| Requirement |
Return every line in the rows below that contains the string "weathered", matching case exactly.

## START

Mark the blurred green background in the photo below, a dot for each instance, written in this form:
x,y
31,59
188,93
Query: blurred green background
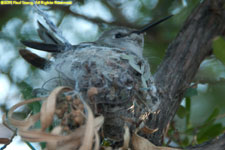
x,y
200,116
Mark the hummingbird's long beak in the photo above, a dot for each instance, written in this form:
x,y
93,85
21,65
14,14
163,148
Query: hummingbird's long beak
x,y
151,25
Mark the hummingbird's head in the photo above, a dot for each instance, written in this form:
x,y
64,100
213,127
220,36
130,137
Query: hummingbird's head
x,y
124,39
127,39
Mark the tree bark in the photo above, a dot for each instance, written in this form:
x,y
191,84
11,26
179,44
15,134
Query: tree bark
x,y
183,58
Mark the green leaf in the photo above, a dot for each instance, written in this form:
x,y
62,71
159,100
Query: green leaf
x,y
209,132
212,116
181,112
219,49
190,92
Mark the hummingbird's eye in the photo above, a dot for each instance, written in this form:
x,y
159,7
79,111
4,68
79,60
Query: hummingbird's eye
x,y
118,35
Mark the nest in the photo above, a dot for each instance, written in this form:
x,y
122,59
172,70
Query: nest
x,y
115,83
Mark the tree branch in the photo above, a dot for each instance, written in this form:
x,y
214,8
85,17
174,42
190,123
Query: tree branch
x,y
184,55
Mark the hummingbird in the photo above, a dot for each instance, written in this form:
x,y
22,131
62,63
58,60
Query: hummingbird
x,y
113,64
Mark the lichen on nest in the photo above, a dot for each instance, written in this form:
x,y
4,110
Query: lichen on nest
x,y
123,85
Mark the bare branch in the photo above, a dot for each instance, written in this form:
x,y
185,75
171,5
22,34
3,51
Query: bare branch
x,y
182,60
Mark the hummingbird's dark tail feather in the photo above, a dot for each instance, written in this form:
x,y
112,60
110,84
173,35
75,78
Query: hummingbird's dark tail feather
x,y
34,59
47,36
53,48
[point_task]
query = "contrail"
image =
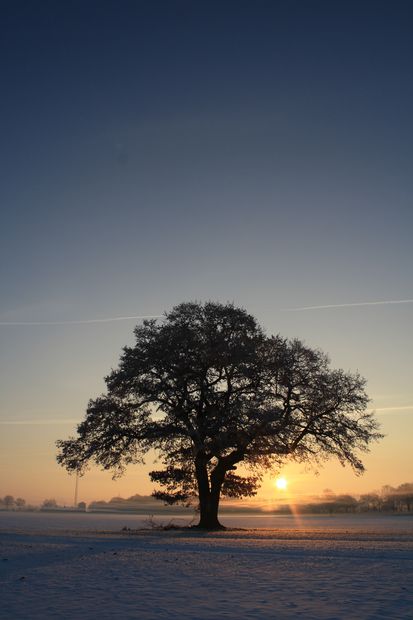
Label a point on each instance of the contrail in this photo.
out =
(386, 409)
(40, 422)
(84, 321)
(353, 305)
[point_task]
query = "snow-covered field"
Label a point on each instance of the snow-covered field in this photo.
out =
(84, 566)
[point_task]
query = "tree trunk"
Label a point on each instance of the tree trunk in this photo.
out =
(209, 495)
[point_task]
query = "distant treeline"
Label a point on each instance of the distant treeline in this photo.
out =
(388, 500)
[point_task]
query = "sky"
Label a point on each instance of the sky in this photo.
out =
(157, 152)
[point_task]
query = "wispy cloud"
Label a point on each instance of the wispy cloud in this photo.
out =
(351, 305)
(112, 319)
(39, 422)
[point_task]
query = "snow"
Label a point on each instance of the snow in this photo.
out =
(72, 567)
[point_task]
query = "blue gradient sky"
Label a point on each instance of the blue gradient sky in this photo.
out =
(156, 152)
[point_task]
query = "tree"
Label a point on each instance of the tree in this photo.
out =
(208, 390)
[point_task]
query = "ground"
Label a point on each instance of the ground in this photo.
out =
(242, 574)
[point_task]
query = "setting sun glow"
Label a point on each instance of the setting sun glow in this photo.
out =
(281, 484)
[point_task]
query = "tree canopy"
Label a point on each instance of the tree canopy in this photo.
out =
(209, 390)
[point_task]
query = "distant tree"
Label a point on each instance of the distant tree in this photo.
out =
(208, 390)
(8, 501)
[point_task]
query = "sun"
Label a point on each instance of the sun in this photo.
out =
(281, 484)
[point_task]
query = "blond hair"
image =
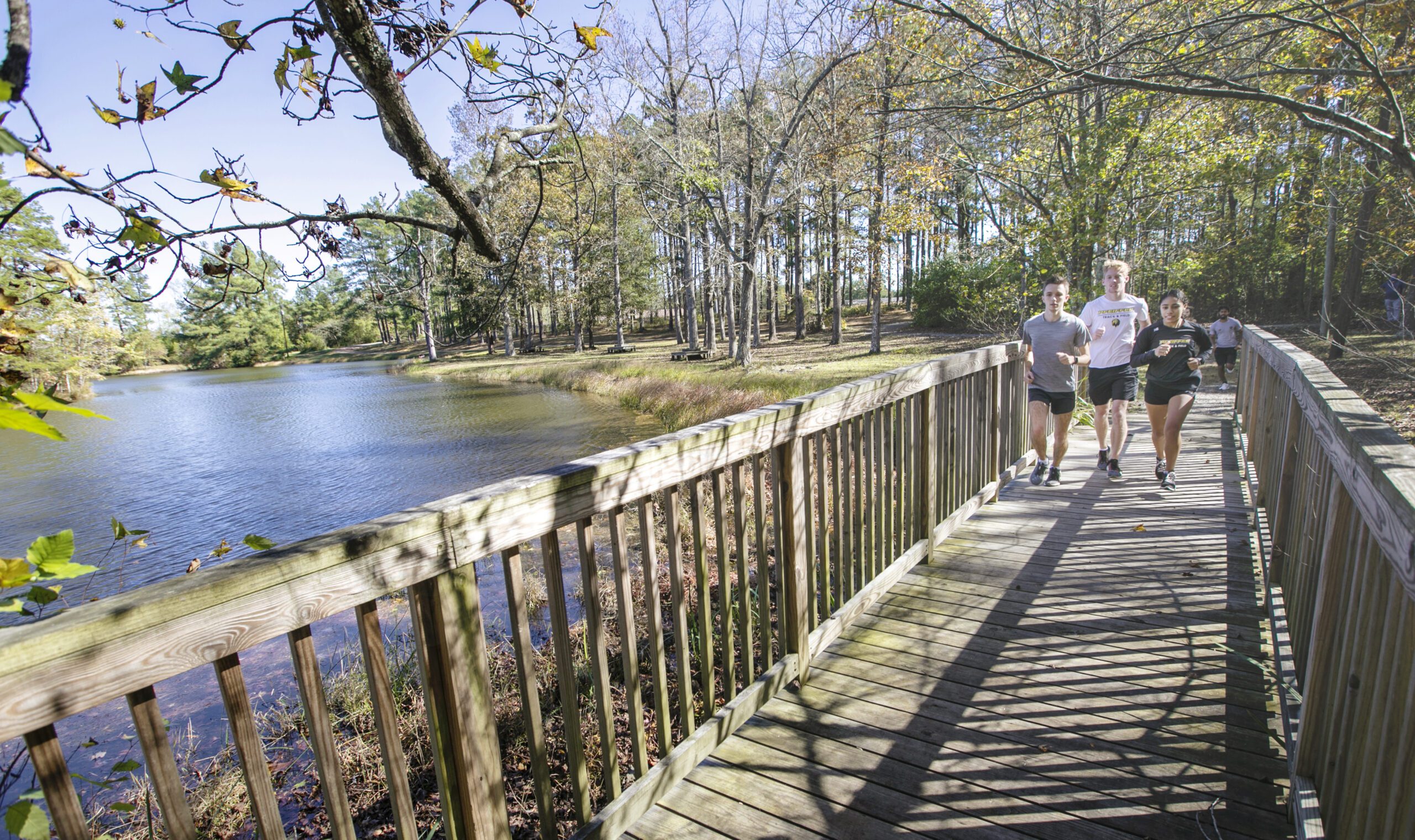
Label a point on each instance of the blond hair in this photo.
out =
(1118, 265)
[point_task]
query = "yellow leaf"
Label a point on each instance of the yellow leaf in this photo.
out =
(14, 572)
(33, 167)
(108, 115)
(588, 36)
(241, 196)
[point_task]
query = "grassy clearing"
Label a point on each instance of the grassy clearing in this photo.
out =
(685, 393)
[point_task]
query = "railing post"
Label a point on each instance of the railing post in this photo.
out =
(794, 521)
(927, 497)
(995, 432)
(452, 649)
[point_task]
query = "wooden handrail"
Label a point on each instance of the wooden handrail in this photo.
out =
(832, 497)
(1333, 491)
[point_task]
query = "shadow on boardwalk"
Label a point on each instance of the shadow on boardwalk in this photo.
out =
(1076, 662)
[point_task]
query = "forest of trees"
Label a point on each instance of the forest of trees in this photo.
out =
(752, 171)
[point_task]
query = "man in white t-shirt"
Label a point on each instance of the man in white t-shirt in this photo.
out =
(1114, 319)
(1227, 334)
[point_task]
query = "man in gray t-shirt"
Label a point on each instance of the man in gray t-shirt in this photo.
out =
(1056, 343)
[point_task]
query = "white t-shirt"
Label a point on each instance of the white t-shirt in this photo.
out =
(1121, 320)
(1226, 333)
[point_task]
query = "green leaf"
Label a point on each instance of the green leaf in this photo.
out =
(14, 572)
(13, 606)
(43, 596)
(67, 570)
(181, 80)
(51, 550)
(142, 231)
(9, 143)
(47, 403)
(27, 821)
(259, 543)
(22, 421)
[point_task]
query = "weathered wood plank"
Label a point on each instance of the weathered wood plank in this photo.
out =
(310, 682)
(514, 575)
(162, 767)
(385, 720)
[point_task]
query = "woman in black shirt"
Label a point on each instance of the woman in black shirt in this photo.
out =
(1173, 348)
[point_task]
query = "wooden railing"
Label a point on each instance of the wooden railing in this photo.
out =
(1333, 490)
(803, 511)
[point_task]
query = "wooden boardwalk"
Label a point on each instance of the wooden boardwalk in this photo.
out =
(1079, 662)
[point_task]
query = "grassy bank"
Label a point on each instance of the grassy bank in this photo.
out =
(685, 393)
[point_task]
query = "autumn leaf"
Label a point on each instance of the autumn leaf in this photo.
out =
(588, 36)
(221, 179)
(180, 80)
(14, 572)
(231, 34)
(33, 167)
(69, 272)
(108, 115)
(142, 231)
(483, 56)
(146, 111)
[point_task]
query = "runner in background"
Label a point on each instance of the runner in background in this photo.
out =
(1056, 344)
(1114, 319)
(1173, 350)
(1227, 334)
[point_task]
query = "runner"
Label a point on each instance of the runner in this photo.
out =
(1114, 319)
(1227, 334)
(1173, 348)
(1062, 344)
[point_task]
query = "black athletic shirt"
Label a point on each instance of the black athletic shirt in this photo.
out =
(1188, 340)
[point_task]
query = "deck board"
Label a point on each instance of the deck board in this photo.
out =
(1050, 674)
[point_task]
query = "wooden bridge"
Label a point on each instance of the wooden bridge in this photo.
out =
(841, 617)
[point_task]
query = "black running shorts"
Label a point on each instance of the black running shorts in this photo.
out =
(1159, 393)
(1062, 402)
(1121, 382)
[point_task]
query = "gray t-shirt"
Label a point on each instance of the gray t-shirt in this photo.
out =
(1226, 333)
(1067, 334)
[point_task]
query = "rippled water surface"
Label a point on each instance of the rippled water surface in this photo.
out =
(286, 453)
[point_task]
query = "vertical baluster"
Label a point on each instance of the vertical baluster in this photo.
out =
(842, 505)
(514, 576)
(822, 512)
(759, 501)
(565, 675)
(47, 757)
(729, 671)
(249, 752)
(705, 644)
(599, 652)
(680, 599)
(322, 734)
(739, 525)
(385, 720)
(654, 616)
(162, 765)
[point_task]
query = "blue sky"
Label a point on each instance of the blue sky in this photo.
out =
(78, 51)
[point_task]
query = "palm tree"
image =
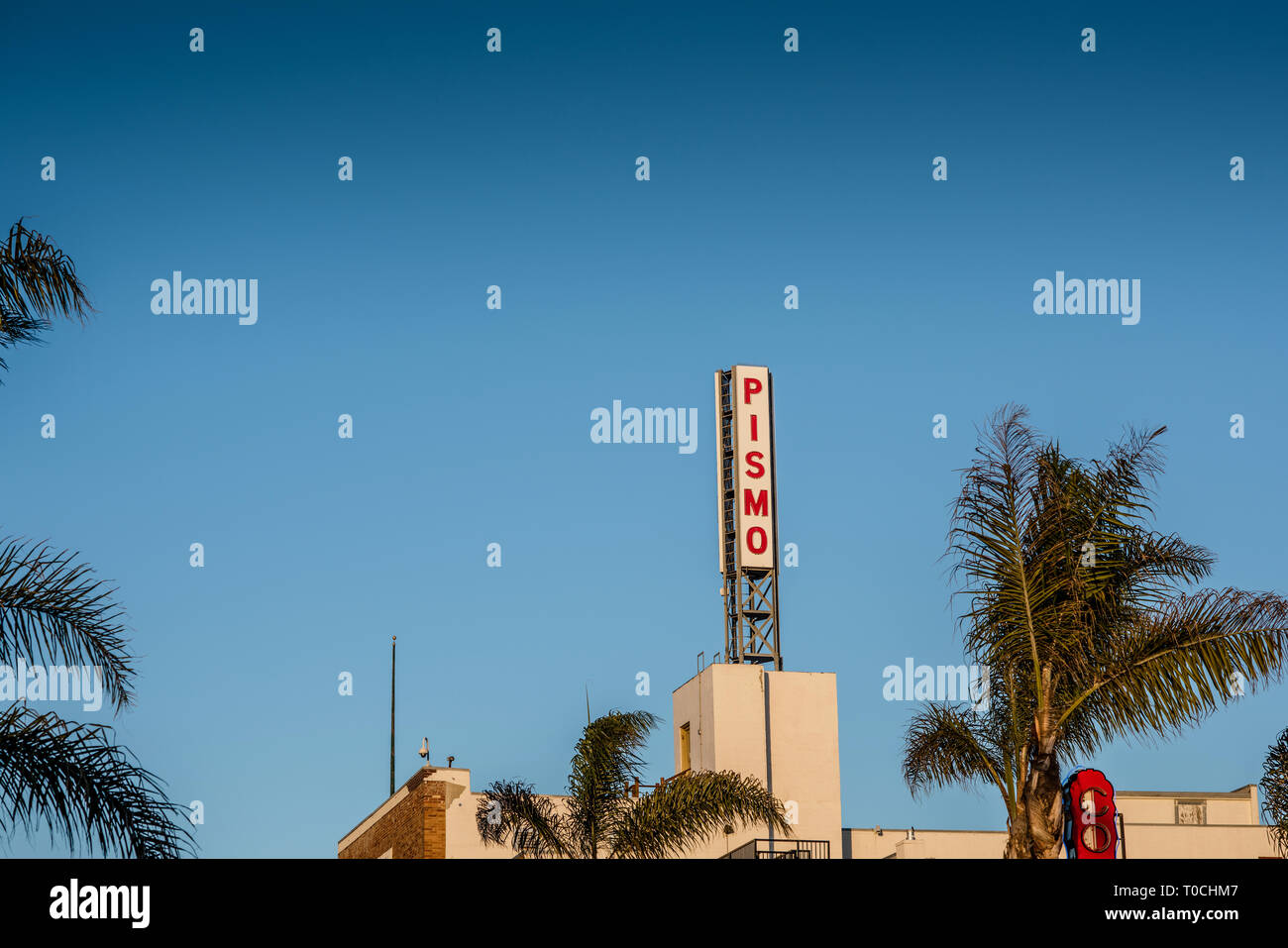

## END

| Answer to the problem |
query = "weathered wood plank"
Label a point on each instance of the weathered wood plank in this photo.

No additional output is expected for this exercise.